[Data taken from a collection]
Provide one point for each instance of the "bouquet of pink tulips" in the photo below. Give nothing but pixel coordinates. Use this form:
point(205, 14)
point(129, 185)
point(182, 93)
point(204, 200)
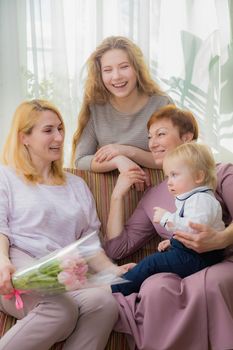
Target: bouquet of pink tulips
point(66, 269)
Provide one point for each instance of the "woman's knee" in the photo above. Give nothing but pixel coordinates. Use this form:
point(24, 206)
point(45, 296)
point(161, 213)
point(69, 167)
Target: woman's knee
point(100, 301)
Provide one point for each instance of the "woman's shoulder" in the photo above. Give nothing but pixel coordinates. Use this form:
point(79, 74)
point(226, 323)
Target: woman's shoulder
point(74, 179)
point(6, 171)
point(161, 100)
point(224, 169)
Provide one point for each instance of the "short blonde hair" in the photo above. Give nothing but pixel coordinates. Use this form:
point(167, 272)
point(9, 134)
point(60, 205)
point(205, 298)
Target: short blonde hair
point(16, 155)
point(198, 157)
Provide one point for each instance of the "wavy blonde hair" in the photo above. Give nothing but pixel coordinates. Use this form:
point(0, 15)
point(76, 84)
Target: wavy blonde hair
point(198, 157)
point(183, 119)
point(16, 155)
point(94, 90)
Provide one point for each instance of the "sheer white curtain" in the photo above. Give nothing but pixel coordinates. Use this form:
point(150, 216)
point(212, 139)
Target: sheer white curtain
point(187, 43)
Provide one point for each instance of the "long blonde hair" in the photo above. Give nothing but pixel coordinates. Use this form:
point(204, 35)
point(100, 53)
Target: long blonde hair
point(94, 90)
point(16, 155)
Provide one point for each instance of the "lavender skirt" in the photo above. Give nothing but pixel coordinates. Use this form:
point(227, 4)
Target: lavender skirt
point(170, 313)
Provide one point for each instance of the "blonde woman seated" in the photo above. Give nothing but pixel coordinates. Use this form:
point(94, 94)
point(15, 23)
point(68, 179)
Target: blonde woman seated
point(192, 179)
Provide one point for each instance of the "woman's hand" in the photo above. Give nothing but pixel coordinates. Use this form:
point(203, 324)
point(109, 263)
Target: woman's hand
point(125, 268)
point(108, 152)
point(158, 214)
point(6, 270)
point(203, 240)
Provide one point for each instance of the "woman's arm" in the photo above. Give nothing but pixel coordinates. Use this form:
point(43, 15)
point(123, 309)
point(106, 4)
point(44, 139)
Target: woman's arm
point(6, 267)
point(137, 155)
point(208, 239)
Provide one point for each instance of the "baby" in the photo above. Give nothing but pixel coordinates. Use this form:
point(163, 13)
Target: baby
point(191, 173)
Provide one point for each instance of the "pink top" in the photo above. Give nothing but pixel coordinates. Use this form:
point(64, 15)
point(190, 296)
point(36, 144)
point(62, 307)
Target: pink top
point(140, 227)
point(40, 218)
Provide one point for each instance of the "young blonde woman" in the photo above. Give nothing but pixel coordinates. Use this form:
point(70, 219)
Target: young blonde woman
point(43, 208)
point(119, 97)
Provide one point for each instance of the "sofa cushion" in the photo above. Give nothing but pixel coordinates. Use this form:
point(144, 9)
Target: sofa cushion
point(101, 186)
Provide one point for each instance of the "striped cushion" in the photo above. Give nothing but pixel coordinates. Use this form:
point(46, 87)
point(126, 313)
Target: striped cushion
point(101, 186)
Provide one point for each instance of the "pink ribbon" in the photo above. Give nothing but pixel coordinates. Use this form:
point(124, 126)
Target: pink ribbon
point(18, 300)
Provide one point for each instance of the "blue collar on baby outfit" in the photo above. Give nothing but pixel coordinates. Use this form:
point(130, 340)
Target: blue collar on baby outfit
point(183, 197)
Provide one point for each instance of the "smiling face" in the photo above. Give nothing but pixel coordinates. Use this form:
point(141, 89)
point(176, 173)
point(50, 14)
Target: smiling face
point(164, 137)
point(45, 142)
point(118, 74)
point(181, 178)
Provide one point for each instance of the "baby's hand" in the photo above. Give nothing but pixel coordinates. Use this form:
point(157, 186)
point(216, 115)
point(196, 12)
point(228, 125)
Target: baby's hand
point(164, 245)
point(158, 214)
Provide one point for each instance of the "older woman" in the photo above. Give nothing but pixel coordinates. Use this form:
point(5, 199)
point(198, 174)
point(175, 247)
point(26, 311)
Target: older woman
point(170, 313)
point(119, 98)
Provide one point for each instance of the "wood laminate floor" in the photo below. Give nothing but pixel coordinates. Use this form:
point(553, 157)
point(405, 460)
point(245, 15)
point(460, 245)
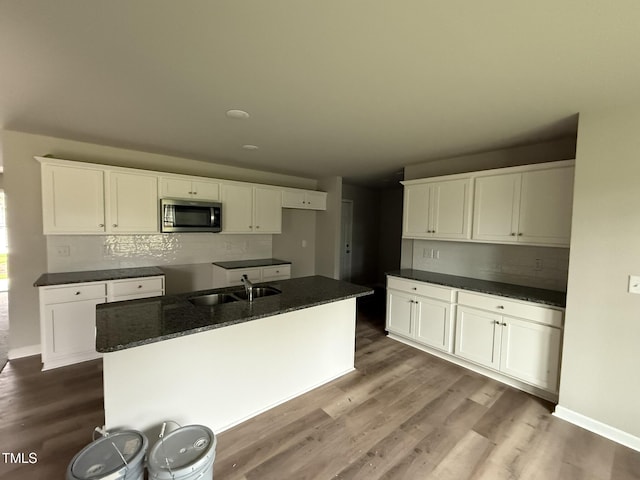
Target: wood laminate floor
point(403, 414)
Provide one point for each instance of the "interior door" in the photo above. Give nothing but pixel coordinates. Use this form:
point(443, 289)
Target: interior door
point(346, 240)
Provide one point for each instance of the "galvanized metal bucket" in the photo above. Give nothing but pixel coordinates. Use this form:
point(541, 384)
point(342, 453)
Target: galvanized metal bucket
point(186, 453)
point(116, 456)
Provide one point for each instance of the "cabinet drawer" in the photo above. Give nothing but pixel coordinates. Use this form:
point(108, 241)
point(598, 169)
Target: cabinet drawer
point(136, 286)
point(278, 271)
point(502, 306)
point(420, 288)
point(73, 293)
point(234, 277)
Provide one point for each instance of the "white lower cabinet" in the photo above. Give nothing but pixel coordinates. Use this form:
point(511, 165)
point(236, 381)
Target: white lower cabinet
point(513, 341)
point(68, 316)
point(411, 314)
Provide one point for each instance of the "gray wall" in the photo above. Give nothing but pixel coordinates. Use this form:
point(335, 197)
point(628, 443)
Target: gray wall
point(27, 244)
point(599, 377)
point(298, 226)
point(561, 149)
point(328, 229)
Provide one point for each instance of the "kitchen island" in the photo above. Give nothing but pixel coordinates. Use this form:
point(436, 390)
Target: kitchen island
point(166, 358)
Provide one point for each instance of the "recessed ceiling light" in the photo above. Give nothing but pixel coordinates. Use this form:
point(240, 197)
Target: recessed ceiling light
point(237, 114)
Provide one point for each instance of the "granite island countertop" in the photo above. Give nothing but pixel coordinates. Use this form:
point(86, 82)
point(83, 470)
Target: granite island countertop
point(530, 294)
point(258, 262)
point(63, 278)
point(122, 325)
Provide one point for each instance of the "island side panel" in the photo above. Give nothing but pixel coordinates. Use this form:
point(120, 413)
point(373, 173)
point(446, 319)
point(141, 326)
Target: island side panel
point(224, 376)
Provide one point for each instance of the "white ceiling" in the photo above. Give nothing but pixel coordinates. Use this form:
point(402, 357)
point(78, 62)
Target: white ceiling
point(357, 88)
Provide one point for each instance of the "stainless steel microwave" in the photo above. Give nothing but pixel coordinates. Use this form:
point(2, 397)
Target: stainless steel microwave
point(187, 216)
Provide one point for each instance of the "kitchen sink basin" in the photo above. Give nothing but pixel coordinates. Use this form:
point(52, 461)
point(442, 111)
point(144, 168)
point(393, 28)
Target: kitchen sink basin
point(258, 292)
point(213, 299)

## Written task
Please write out all of the items above word for word, leaving out the pictures.

## Written reply
Provide one point for each instance of the "bouquet of pink tulips" in the photo below. Give nothing but pixel coordinates. Use this form:
point(205, 14)
point(129, 185)
point(182, 93)
point(204, 200)
Target: bouquet of pink tulips
point(66, 269)
Provide one point for each instance of the "woman's knee" in the photo above. Give nothing but pixel coordinates. Use this form:
point(24, 206)
point(45, 296)
point(161, 213)
point(69, 167)
Target: woman's knee
point(100, 301)
Provide one point for each instance of the "woman's shoulder" in the photo above. Give nothing but pixel coordinates. Use this form:
point(79, 74)
point(226, 323)
Target: woman's shoulder
point(74, 179)
point(6, 171)
point(161, 100)
point(224, 169)
Provide one point for each instance of the "short blonde hair" in the photo above. Give nothing but pixel coordinates. Use this form:
point(167, 272)
point(9, 134)
point(60, 205)
point(205, 298)
Target: short blonde hair
point(16, 155)
point(198, 157)
Provide one point for each instance of the "wavy blonde hair" in the photo above. Give nothing but pixel coordinates. Use this form:
point(0, 15)
point(76, 84)
Target: wavy blonde hair
point(198, 157)
point(183, 119)
point(16, 155)
point(94, 90)
Provide one point for each instance of the "sheer white curtain" in the photo above. Give nothing but pixel coordinates. Use this form:
point(150, 216)
point(212, 139)
Target: sheer white curtain
point(187, 43)
Provide one point for each instance of the "long blonde hair" in the photo above. Give nothing but pixel coordinates. Use this form:
point(204, 35)
point(100, 53)
Target: long blonde hair
point(94, 90)
point(16, 155)
Provide one point for each instance of the "lavender skirt" in the photo above. Give nothing but pixel coordinates. Use this form:
point(227, 4)
Target: lavender skirt
point(170, 313)
Provide one point for each instance of the "blonde woman seated" in the photo above. Give nothing but pixel coordinates. Use this form:
point(94, 94)
point(15, 23)
point(68, 179)
Target: blonde woman seated
point(192, 179)
Provide one point for each instance of the "woman's hand" in the photo above. Give nothing but pixel coordinates. Use this form:
point(203, 324)
point(109, 263)
Target: woman's hand
point(125, 268)
point(108, 152)
point(158, 214)
point(6, 270)
point(203, 240)
Provide one point for each instance of the "woman's arm" in the photo above. Give nothing but pixel coordinates. Use this form:
point(43, 15)
point(123, 309)
point(106, 4)
point(44, 139)
Target: woman's arm
point(6, 267)
point(137, 155)
point(208, 239)
Provide one point for each instance of the "baby" in the photo above. Give nothing but pixel coordinates. Use this form:
point(163, 13)
Target: baby
point(191, 173)
Provide one point for each instance of the "pink top" in the photo above. Give nothing but pixel coordinates. Use this form:
point(64, 15)
point(190, 296)
point(36, 144)
point(62, 307)
Target: pink top
point(140, 227)
point(40, 218)
Provide one point for each instance of the "young blonde woman" in the photo above. Give nothing but pixel coordinates. Use this form:
point(70, 219)
Target: young blonde woman
point(43, 208)
point(119, 97)
Provide one point for each instance of the "sofa cushion" in the photo above. Give nothing but pixel coordinates. Use this form:
point(144, 9)
Target: sofa cushion
point(101, 186)
Provide one point for each instance of the "striped cushion" in the photo above. Give nothing but pixel coordinates. Use this form:
point(46, 87)
point(126, 313)
Target: striped cushion
point(101, 186)
Provide one point for each instance of the "pink ribbon" in the photo above. Give nothing but pixel coordinates. Use this form:
point(124, 126)
Target: pink ribbon
point(18, 300)
Provide one point for each instance of the "blue collar on baby outfit" in the photo above. Give nothing but pixel coordinates. Use this form:
point(130, 340)
Target: blue collar on baby outfit
point(183, 197)
Provide one point for each instance of the "smiling face" in the photo above. Give nothing but pixel coordinates. Use this form:
point(141, 89)
point(176, 173)
point(50, 14)
Target: smiling face
point(164, 137)
point(45, 142)
point(118, 74)
point(181, 178)
Provide one point for each instance of the "baby's hand" in the photo above. Give nothing but pixel coordinates. Use this form:
point(157, 186)
point(216, 115)
point(196, 12)
point(228, 125)
Target: baby's hand
point(164, 245)
point(158, 214)
Provide one point for each instance of the "older woman" in the photo above. Give nothing but pixel coordinates. Use this form:
point(5, 199)
point(198, 174)
point(175, 247)
point(26, 311)
Target: older woman
point(170, 313)
point(119, 98)
Provide one point for each instance of the "wood laminate floor" in the photo below. Give nothing but pixel coordinates. Use this form:
point(553, 157)
point(405, 460)
point(245, 15)
point(460, 245)
Target: wood laminate floor
point(403, 414)
Provide one point for each instance of the "interior door" in the photo above. Give nothing but pixel coordinates. Use this form:
point(443, 289)
Target: interior door
point(346, 240)
Provide one point for each instance of the "galvanized metal bucket" in the photo above. Give nothing but pixel coordinates. Use this form:
point(541, 384)
point(342, 453)
Target: galvanized metal bucket
point(186, 453)
point(116, 456)
Provide one point for each instance of the "cabinet drawer" in the photo above. Give nothing but pixel coordinates. Use this form:
point(108, 241)
point(598, 169)
Target: cabinet drawer
point(136, 286)
point(278, 271)
point(502, 306)
point(420, 288)
point(73, 293)
point(234, 277)
Provide one point for each instance of the "white lower cabinet" in the photo above. Give nothing but pixel coordinates. Use this form:
point(511, 165)
point(236, 381)
Target: white lower cabinet
point(513, 341)
point(68, 316)
point(411, 314)
Provide one point for each instance of the "gray wall" in the photo above. Give nothing but pixel coordinates. Use this form:
point(335, 197)
point(628, 443)
Target: gray wall
point(27, 244)
point(599, 377)
point(298, 226)
point(561, 149)
point(328, 229)
Provide one point for each instance of the "kitchen island" in the photo above. Give nothing but pixel coordinates. Use this form:
point(436, 390)
Target: kitchen island
point(166, 358)
Provide one point for each instance of the "recessed ceiling light" in the photo above. Give nothing but pixel coordinates. Use this form:
point(240, 197)
Target: recessed ceiling light
point(237, 114)
Provide one point for each instance of the "granite island countertop" in the photo above. Give nothing but pixel coordinates. Use this form:
point(86, 82)
point(83, 470)
Target: granite island countertop
point(530, 294)
point(258, 262)
point(63, 278)
point(122, 325)
Provide one point for each instance of the "island side panel" in the photo above. Give nothing but pixel coordinates. Use this form:
point(120, 413)
point(373, 173)
point(446, 319)
point(141, 326)
Target: island side panel
point(224, 376)
Provide one point for each instance of the "white ceiling" in the photo above. Give nothing but pixel coordinates. Use this form:
point(402, 357)
point(78, 62)
Target: white ceiling
point(357, 88)
Provide one point for each instance of the "stainless steel microwave" in the photo above. Give nothing but pixel coordinates. Use this form:
point(2, 397)
Target: stainless steel microwave
point(187, 216)
Provide one point for each instance of the "kitchen sink basin" in the photo above. Give nothing but pixel coordinates. Use this form:
point(52, 461)
point(442, 111)
point(144, 168)
point(393, 28)
Target: kitchen sink basin
point(258, 292)
point(213, 299)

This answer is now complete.